**実施する作業:** 次に示す項目をすべて、一字一句変えずに書き写しなさい。画像は書き写す対象に含めないこと。

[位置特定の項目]
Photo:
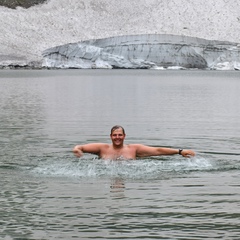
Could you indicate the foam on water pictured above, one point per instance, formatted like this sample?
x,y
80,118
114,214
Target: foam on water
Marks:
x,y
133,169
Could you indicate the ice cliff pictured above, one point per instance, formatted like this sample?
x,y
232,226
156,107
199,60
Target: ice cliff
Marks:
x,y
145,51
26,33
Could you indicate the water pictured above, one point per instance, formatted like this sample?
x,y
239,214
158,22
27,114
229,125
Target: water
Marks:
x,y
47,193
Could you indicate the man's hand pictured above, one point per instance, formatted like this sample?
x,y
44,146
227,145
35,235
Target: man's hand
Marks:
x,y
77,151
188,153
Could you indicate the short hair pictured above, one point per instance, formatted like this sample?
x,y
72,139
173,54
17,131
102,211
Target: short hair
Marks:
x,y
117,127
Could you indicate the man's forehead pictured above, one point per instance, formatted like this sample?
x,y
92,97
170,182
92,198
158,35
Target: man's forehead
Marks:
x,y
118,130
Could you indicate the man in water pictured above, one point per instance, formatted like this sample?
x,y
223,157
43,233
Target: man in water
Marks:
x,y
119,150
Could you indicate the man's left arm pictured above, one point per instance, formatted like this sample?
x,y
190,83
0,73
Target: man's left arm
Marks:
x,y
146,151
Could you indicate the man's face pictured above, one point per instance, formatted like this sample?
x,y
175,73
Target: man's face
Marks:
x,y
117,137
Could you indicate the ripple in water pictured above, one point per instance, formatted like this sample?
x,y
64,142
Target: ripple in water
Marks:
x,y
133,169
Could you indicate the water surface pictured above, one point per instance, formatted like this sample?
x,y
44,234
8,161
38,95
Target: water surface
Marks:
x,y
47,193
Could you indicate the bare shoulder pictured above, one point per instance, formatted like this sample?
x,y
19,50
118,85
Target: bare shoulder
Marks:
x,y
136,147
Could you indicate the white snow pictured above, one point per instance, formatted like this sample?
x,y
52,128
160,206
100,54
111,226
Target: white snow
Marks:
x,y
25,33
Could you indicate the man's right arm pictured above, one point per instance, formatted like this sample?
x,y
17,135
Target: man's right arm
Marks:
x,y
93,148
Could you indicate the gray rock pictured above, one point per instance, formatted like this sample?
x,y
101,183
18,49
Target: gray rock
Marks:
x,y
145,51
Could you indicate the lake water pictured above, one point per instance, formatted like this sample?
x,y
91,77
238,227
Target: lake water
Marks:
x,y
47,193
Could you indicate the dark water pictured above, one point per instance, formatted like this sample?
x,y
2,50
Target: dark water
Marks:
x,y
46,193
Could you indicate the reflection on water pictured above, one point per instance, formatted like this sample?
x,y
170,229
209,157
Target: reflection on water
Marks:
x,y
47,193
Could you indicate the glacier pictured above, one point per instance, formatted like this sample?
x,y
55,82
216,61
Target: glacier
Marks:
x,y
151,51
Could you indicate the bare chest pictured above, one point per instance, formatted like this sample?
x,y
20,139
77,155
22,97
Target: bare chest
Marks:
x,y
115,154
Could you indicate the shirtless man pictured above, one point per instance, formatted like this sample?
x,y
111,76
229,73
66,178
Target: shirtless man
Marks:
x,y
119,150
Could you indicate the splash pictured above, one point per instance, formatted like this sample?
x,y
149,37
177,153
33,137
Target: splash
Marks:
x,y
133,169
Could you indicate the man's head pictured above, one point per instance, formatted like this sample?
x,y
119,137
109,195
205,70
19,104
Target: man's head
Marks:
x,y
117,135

**本作業の出力:**
Photo:
Could you indicate the foam on water pictured above, one point per instance, formatted like this sample?
x,y
80,118
114,214
Target: foam on water
Marks:
x,y
133,169
Could you indicate the ice cliff pictured above, one point per instance, formatted like this sample?
x,y
232,226
156,107
199,60
Target: ice cliff
Marks:
x,y
145,51
26,33
Could you indicate the water pictured above, one point per instance, formatted like this sample?
x,y
239,214
158,22
27,114
229,125
Target: water
Marks:
x,y
47,193
Could you indicate the man's hand pictured above, one point per instance, formatted like this sample?
x,y
44,146
227,145
35,235
Target: man's hand
Marks:
x,y
77,151
188,153
Could you indicate the short hair pictured above, one point per instance, formatted like this sample?
x,y
72,139
173,54
17,131
102,211
Target: short hair
Marks:
x,y
117,127
Could you indicate the man's forehead pictured above, one point per instance, formatted like this sample?
x,y
92,97
170,182
92,198
158,35
Target: man's forehead
Marks:
x,y
118,130
Could you indicate the man in water pictured above, one point per instance, formatted like this sample?
x,y
223,157
43,233
Target: man in water
Marks:
x,y
119,150
Could you indicate the man's left arm pictured above, one point per instance, formatted like this sample?
x,y
190,83
0,73
Target: man's left arm
Marks:
x,y
146,151
Could you indicate the man's face pictured above, one point per instance, formatted like this sample?
x,y
175,73
Target: man's face
Marks:
x,y
117,137
Could you indicate the ripple in water pictured above, one point per instance, formatted like this sample?
x,y
64,142
Target: ripple in water
Marks:
x,y
133,169
Could you indicate the water surface pictured above, one point per instance, formatted like this sample?
x,y
44,234
8,161
38,95
Target: water surface
Marks:
x,y
47,193
Could you indicate the bare shoulder pictured above, one point per instance, formatted like this sample?
x,y
19,50
118,85
Target: bare shoulder
Marks:
x,y
136,147
Could you indicate the white snow pictured above, one point per instance, formatted like this sample?
x,y
52,128
160,206
100,54
111,226
Target: white snow
Marks:
x,y
25,33
Could you indicate the man's right arm pictured above, one point per instance, formatted like this sample?
x,y
17,135
Target: man's right arm
Marks:
x,y
93,148
Could you indicate the gray rock pictured above, one point per instance, formatted like this sample?
x,y
101,183
18,49
Target: gray rock
Marks:
x,y
145,51
Could you indicate the lake water pictured above, one point per instance, formatted like this sample?
x,y
91,77
238,227
Target: lake water
Marks:
x,y
47,193
Could you indicate the dark water pictured above, one point per instance, formatted like this sample?
x,y
2,50
Target: dark water
Marks:
x,y
46,193
Could you indicate the reflection on water pictured above, one point per instance, formatted like this sample?
x,y
170,229
209,157
Target: reflection on water
Marks:
x,y
47,193
Could you indicate the glacier pictured above, one point per instance, formatted like this sample?
x,y
55,82
216,61
Target: glacier
Marks:
x,y
151,51
Could you indicate the bare chest pictured above, one point per instance, formatted like this sample?
x,y
20,139
77,155
22,97
Target: bare chest
Marks:
x,y
115,154
Could you indicate the shirtless man pictured above, one point per instance, formatted like this sample?
x,y
111,76
229,73
66,178
Target: shirtless man
Marks:
x,y
119,150
Could you indicate the splash pictured above, one point per instance, formatted like this sample?
x,y
149,37
177,153
33,137
Target: splash
Marks:
x,y
133,169
Could you indicate the man's head pictured above, one point per instance, formatted like this sample?
x,y
119,137
109,195
205,70
19,104
Target: man's head
Marks:
x,y
117,135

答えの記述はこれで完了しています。